** Task brief **
An exact repetition of all the entries that follow is required.

◇ ◇ ◇ ◇

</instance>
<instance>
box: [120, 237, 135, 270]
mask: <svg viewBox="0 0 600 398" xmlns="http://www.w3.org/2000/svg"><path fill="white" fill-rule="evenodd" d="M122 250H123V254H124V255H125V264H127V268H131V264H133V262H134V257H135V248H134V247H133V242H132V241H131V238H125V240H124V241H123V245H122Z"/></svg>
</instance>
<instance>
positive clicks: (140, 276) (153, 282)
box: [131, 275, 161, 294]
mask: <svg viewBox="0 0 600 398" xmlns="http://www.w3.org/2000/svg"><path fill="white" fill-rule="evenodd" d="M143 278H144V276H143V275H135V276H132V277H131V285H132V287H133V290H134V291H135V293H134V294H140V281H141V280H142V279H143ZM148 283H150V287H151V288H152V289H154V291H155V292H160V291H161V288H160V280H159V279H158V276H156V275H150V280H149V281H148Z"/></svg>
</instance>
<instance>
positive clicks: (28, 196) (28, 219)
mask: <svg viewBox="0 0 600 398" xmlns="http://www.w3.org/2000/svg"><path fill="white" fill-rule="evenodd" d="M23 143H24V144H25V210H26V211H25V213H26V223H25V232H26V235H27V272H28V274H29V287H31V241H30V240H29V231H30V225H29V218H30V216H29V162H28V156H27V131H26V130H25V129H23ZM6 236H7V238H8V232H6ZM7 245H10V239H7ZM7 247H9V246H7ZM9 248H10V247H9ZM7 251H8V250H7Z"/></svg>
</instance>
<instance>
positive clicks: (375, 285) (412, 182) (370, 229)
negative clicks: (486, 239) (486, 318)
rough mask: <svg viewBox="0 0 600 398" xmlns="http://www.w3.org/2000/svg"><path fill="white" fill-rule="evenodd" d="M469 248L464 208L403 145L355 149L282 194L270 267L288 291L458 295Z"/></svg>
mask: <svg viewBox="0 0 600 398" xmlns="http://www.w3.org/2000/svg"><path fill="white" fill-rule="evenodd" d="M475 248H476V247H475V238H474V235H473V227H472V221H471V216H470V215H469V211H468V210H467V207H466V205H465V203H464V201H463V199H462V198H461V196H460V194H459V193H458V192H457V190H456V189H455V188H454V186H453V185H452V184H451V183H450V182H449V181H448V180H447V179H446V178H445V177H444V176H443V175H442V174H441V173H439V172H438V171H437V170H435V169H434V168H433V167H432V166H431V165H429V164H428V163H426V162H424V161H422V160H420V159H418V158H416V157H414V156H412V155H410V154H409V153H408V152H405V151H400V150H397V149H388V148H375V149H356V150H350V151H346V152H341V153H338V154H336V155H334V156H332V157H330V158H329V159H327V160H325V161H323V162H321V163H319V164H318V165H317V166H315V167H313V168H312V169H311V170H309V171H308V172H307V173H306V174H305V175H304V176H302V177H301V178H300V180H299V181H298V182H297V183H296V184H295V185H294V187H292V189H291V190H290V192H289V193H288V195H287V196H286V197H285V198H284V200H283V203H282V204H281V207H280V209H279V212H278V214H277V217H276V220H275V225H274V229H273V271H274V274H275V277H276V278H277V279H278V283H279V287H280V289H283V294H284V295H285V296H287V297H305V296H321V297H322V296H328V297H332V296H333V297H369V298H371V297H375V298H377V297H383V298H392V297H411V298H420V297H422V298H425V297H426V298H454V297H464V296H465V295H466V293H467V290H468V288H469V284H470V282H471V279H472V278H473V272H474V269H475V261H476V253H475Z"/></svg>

◇ ◇ ◇ ◇

** Solution below **
</instance>
<instance>
box: [120, 237, 135, 270]
mask: <svg viewBox="0 0 600 398" xmlns="http://www.w3.org/2000/svg"><path fill="white" fill-rule="evenodd" d="M122 250H123V254H124V255H125V264H127V268H131V264H133V262H134V257H135V248H134V247H133V242H132V241H131V238H125V240H124V241H123V245H122Z"/></svg>
</instance>
<instance>
positive clicks: (140, 276) (153, 282)
box: [131, 275, 161, 294]
mask: <svg viewBox="0 0 600 398" xmlns="http://www.w3.org/2000/svg"><path fill="white" fill-rule="evenodd" d="M143 278H144V276H143V275H135V276H132V277H131V285H132V287H133V290H134V291H135V293H134V294H140V281H141V280H142V279H143ZM148 283H150V287H151V288H152V289H154V291H155V292H160V291H161V288H160V280H159V279H158V276H156V275H150V280H149V281H148Z"/></svg>
</instance>
<instance>
positive clicks: (28, 196) (28, 219)
mask: <svg viewBox="0 0 600 398" xmlns="http://www.w3.org/2000/svg"><path fill="white" fill-rule="evenodd" d="M23 143H24V144H25V210H26V211H25V213H26V223H25V232H26V235H27V272H28V274H29V287H31V241H30V240H29V231H30V225H29V218H30V216H29V162H28V156H27V131H26V130H25V129H23ZM6 236H7V238H8V232H6ZM7 245H10V239H7ZM7 247H9V246H7ZM9 248H10V247H9ZM7 251H8V250H7Z"/></svg>
</instance>
<instance>
positive clicks: (375, 285) (412, 182) (370, 229)
negative clicks: (486, 239) (486, 318)
rough mask: <svg viewBox="0 0 600 398" xmlns="http://www.w3.org/2000/svg"><path fill="white" fill-rule="evenodd" d="M469 248L464 208L403 145L355 149L282 194L270 267L288 291L458 295Z"/></svg>
mask: <svg viewBox="0 0 600 398" xmlns="http://www.w3.org/2000/svg"><path fill="white" fill-rule="evenodd" d="M475 248H476V247H475V238H474V235H473V227H472V221H471V216H470V215H469V211H468V210H467V207H466V205H465V203H464V201H463V199H462V198H461V196H460V194H459V193H458V192H457V190H456V189H455V188H454V186H453V185H452V184H451V183H450V182H449V181H448V180H447V179H446V178H445V177H444V176H443V175H442V174H441V173H439V172H438V171H437V170H435V169H434V168H433V167H432V166H431V165H429V164H428V163H426V162H424V161H422V160H420V159H418V158H416V157H414V156H412V155H410V154H409V153H408V152H405V151H400V150H397V149H388V148H375V149H356V150H350V151H346V152H341V153H338V154H336V155H334V156H332V157H330V158H329V159H327V160H325V161H323V162H321V163H319V164H318V165H317V166H315V167H313V168H312V169H311V170H309V171H308V172H307V173H306V174H305V175H304V176H302V177H301V178H300V180H299V181H298V182H297V183H296V184H295V185H294V187H292V189H291V190H290V192H289V193H288V195H287V196H286V197H285V198H284V200H283V203H282V204H281V207H280V209H279V212H278V214H277V217H276V220H275V225H274V229H273V271H274V274H275V277H276V278H277V279H278V283H279V287H280V289H283V294H284V295H285V296H287V297H305V296H321V297H322V296H328V297H332V296H333V297H369V298H371V297H375V298H377V297H383V298H392V297H411V298H420V297H422V298H425V297H426V298H454V297H464V296H465V295H466V293H467V290H468V288H469V284H470V282H471V279H472V278H473V272H474V269H475V261H476V253H475Z"/></svg>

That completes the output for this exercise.